(DATA SUPPLIED)
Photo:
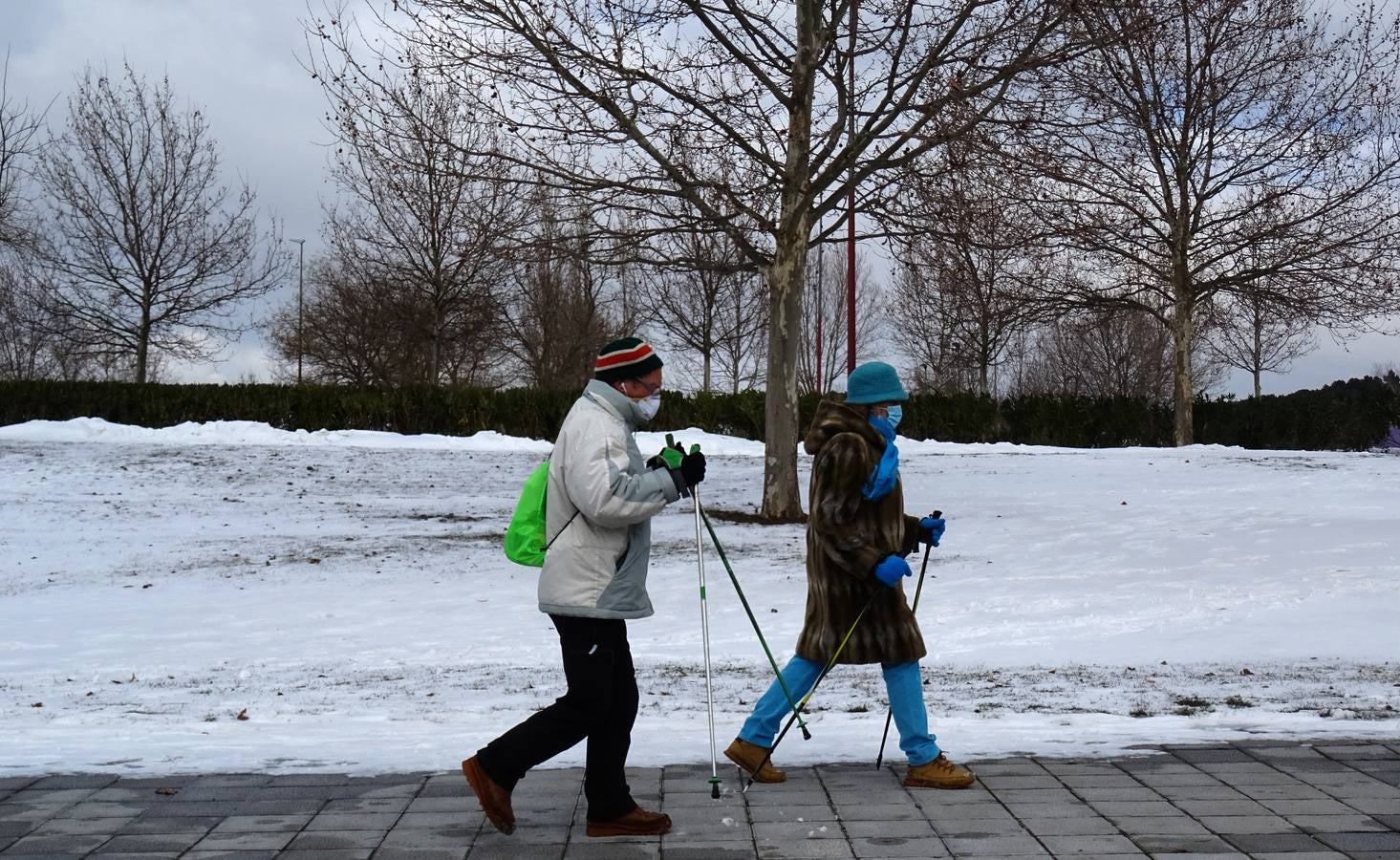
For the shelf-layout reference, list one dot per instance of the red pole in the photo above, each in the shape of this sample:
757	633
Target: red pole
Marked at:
850	225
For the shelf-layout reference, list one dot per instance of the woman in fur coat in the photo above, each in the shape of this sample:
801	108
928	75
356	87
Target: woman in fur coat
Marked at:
857	537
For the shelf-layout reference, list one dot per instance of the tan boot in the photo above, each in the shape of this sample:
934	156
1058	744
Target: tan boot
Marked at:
748	757
496	802
638	823
939	773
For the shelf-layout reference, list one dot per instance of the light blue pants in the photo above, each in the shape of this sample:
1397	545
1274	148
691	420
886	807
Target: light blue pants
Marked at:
906	698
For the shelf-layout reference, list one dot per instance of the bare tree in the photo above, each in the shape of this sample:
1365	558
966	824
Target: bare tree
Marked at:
563	304
18	146
1258	337
1164	156
969	264
698	309
423	209
1107	354
740	117
151	251
352	330
825	310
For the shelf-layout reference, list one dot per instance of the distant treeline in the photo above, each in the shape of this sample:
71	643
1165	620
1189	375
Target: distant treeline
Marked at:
1343	417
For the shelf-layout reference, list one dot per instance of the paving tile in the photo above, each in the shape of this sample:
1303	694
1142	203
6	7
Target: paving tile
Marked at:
976	829
1222	807
902	829
147	824
1248	824
1069	827
255	824
996	847
50	797
1053	809
1306	807
277	807
151	842
1174	826
696	850
875	812
1065	847
888	848
104	809
440	839
440	805
1337	824
15	828
445	853
1140	794
807	849
353	821
334	841
1135	808
789	812
54	845
1259	844
80	827
590	850
75	781
1174	845
412	821
1361	842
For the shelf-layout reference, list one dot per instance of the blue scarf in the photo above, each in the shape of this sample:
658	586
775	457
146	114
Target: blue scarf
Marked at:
887	471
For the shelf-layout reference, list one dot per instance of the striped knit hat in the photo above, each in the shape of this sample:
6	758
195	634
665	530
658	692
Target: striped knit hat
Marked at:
626	358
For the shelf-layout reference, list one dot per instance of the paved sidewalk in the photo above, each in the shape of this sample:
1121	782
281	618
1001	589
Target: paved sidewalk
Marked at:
1288	802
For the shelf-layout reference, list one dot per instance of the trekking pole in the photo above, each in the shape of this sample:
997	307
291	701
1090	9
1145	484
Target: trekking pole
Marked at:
714	538
808	697
704	637
913	610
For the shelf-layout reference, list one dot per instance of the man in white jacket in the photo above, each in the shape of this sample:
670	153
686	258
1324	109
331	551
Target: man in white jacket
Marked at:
598	526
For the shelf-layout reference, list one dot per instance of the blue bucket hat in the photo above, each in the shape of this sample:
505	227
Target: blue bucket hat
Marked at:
873	382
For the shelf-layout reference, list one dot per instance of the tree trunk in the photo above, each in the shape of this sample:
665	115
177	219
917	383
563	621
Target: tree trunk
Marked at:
780	412
143	346
1185	390
787	276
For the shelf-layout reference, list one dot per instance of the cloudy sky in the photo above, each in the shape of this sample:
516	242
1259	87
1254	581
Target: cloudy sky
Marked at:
238	60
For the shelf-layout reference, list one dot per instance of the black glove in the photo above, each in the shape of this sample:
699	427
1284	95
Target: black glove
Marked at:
692	468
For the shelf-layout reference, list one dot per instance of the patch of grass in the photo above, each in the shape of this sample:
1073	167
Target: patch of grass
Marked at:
749	517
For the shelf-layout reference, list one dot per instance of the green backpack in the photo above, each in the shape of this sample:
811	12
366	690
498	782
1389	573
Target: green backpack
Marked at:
526	535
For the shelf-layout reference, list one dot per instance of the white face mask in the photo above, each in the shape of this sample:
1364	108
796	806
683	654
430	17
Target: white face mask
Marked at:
650	405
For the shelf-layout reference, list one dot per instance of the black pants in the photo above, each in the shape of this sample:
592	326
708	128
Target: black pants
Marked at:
601	705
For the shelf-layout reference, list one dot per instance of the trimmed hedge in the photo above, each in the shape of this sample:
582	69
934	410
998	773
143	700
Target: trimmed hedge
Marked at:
1347	415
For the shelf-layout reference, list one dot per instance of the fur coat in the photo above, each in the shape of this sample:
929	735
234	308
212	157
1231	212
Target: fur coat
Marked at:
846	537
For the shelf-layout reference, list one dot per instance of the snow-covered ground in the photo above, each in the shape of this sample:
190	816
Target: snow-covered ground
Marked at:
346	594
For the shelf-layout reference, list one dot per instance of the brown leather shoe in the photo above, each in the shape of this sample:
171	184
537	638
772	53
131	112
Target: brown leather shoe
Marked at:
638	823
938	773
748	755
496	802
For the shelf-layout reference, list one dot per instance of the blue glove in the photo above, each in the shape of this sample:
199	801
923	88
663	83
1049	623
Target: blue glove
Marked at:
892	569
931	529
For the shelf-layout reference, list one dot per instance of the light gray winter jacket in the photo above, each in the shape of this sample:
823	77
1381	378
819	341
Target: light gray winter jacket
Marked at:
596	566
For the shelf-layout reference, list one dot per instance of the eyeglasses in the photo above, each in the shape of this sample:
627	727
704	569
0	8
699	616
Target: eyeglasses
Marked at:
651	390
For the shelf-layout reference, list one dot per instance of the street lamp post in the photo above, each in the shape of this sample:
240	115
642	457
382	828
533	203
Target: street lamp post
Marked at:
301	256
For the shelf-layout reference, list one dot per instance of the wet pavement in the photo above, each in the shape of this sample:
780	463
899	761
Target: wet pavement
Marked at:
1267	800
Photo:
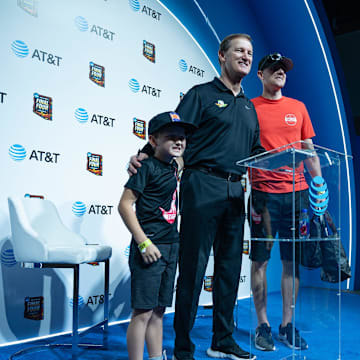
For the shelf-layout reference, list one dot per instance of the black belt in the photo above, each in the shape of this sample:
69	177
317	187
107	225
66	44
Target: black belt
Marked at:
215	172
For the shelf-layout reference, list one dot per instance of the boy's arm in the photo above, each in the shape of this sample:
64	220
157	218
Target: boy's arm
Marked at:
151	253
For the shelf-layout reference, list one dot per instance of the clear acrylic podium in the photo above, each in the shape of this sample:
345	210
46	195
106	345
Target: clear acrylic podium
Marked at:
308	229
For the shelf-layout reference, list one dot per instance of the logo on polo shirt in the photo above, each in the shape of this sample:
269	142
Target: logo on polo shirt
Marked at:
221	104
290	119
170	215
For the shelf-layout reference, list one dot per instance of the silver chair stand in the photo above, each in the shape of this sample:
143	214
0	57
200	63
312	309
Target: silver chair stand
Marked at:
75	345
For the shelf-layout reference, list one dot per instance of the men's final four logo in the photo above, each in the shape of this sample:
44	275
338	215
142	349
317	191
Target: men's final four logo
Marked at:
94	164
97	74
149	51
43	106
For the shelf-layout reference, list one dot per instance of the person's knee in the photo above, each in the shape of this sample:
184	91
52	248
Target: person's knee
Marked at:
259	266
143	315
159	311
290	269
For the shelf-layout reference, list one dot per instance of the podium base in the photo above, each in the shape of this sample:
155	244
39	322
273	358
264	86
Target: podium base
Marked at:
294	357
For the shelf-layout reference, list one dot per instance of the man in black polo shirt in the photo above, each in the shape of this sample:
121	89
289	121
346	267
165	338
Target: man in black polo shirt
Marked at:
212	197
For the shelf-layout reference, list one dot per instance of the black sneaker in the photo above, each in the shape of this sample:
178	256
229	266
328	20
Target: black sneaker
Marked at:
263	338
235	352
286	336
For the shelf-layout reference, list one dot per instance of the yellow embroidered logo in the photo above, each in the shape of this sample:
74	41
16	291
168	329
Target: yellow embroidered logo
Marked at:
220	103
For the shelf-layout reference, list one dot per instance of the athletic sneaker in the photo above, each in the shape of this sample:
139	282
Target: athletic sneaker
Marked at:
263	338
286	336
234	352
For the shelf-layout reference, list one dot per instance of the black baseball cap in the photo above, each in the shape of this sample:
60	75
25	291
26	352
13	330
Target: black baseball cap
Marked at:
274	59
166	119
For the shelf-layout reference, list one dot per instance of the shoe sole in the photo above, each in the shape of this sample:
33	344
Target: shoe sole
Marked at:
220	355
284	340
265	349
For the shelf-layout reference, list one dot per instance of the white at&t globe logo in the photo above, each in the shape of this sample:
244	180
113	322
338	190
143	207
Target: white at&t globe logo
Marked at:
19	48
17	152
134	85
182	65
81	115
81	23
8	258
79	208
80	302
134	4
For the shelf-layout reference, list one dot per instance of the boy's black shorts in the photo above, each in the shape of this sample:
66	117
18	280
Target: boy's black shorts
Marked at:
152	285
280	209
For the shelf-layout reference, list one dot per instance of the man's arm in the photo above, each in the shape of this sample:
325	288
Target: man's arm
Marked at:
312	163
128	215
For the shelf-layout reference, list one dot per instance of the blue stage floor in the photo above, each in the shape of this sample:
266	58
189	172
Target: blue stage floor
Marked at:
317	317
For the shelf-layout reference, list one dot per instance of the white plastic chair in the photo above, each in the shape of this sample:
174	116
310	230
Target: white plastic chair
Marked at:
40	237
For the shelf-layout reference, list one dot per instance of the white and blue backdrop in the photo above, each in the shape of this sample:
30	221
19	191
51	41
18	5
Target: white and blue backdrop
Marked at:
79	82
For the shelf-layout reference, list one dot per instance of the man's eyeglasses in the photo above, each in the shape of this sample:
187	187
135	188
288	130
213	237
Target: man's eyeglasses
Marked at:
271	58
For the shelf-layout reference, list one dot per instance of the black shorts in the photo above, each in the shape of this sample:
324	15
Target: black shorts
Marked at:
152	285
279	206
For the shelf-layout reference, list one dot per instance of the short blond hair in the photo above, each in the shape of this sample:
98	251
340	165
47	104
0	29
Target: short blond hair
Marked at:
226	43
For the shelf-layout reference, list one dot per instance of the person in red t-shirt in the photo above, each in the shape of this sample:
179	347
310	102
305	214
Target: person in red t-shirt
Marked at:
282	121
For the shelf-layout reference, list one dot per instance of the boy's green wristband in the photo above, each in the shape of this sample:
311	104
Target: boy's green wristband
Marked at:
142	246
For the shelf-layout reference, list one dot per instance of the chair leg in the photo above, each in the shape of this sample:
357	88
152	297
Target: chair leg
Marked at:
106	303
75	334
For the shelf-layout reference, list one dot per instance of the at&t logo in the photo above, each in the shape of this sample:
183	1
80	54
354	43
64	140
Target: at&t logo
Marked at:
184	67
82	25
21	50
82	117
100	209
8	258
81	302
134	85
17	152
2	96
78	208
146	89
146	10
46	156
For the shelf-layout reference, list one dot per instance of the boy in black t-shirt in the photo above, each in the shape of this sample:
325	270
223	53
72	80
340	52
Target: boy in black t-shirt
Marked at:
155	239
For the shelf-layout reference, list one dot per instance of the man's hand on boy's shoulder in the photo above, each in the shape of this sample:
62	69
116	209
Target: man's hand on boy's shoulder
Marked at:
151	254
135	163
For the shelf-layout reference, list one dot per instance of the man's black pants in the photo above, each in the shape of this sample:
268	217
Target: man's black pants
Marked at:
212	214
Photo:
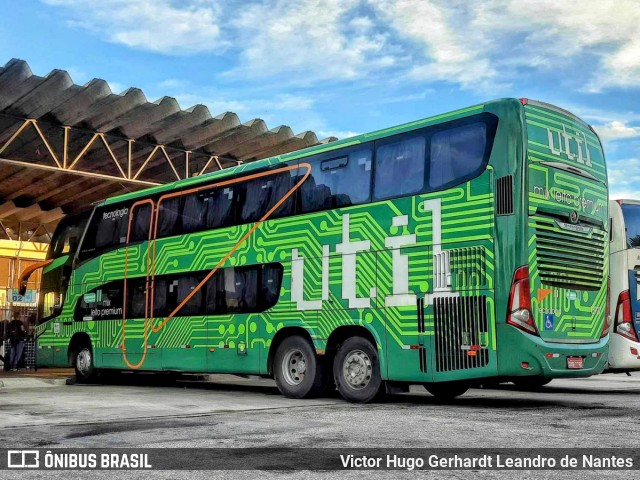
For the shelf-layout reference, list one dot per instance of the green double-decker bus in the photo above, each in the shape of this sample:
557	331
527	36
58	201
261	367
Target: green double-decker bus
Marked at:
467	246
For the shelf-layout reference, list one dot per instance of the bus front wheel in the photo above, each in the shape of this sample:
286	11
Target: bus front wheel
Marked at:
298	372
84	364
356	370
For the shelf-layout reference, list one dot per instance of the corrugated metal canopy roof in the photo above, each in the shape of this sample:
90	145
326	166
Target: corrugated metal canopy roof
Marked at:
65	146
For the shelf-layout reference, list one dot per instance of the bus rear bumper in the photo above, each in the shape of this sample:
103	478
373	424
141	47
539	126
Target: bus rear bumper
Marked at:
532	356
621	354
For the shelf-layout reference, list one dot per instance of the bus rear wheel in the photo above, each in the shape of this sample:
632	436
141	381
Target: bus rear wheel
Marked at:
298	371
356	370
446	391
84	364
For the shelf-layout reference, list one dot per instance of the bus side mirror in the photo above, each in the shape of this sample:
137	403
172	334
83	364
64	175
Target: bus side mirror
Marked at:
23	279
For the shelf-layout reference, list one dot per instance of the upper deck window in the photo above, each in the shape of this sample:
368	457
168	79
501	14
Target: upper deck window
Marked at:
400	167
456	154
631	215
337	180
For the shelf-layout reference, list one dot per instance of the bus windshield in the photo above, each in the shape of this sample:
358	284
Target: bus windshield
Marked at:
631	215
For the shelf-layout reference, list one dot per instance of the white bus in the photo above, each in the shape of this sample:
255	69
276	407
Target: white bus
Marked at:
624	296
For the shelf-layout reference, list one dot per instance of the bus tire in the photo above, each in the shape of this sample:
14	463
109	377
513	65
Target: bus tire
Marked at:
356	370
530	383
84	364
446	391
298	371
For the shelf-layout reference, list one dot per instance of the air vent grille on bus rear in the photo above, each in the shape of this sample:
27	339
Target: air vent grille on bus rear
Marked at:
504	195
569	259
461	333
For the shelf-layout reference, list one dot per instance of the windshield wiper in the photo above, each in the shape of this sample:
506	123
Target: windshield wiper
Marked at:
571	169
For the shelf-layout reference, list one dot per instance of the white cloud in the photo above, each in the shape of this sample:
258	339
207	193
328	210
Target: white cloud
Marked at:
(End DATA SUPPLIED)
Give the number of lines in the data that contain the string "face", and nothing else.

2